• [Written exercise]: Put every line of the material below into a Markdown table with the columns "Row" and "Line," numbering the rows and skipping blank lines. Leave the pictures out of the table.
_ _ _
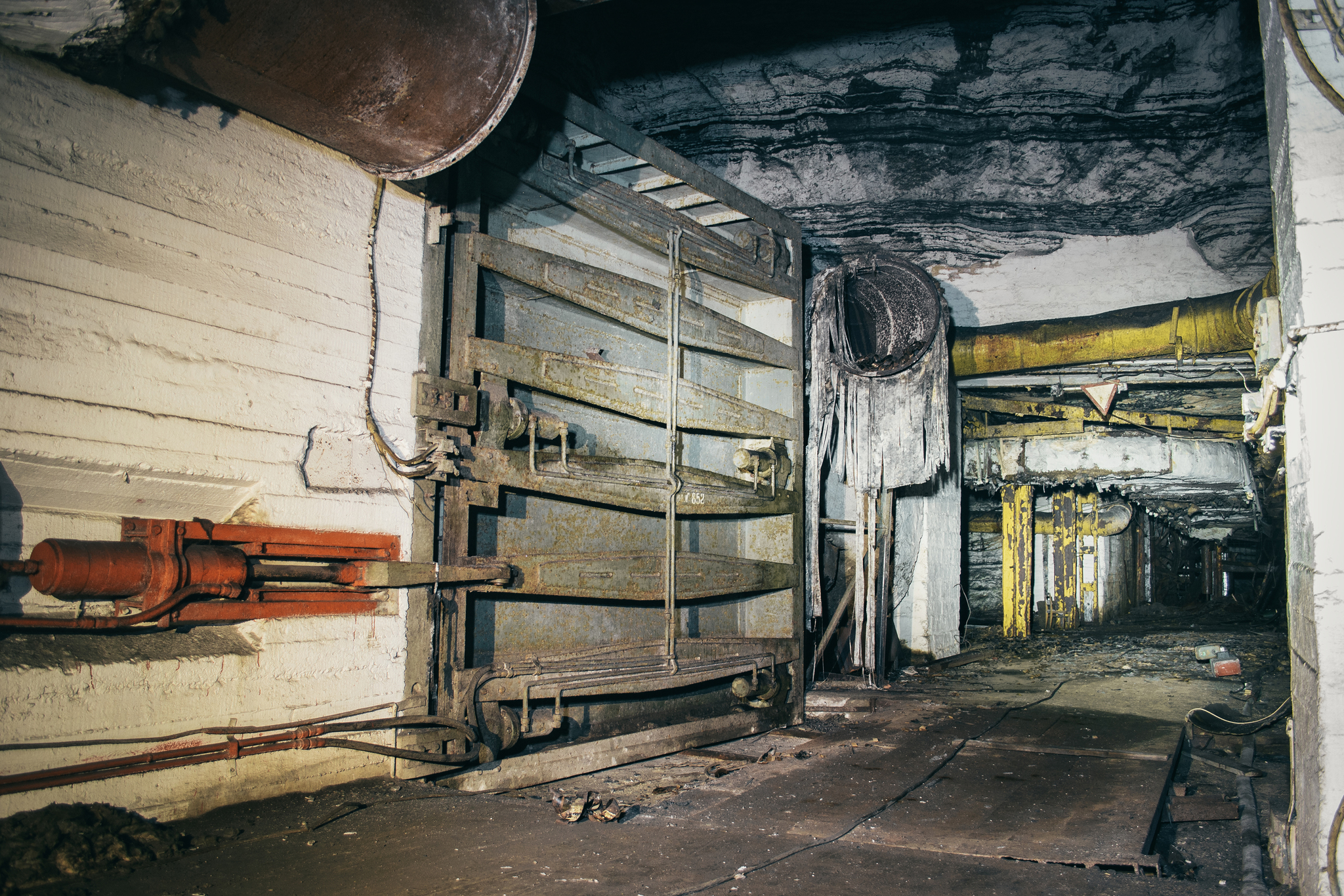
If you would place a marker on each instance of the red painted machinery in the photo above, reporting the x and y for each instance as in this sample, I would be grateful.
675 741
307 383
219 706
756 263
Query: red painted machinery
174 571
_ _ _
• [Result]:
| Row | Line |
|---|---|
| 1 | If you would place a marker on each instance of the red painted machinery in the photo above, reporting the x and y for each instance as in this sample, I would be grateful. |
| 2 | 675 741 |
| 3 | 307 383 |
| 4 | 219 706 |
| 5 | 756 263 |
| 6 | Query: red painted machinery |
| 7 | 174 571 |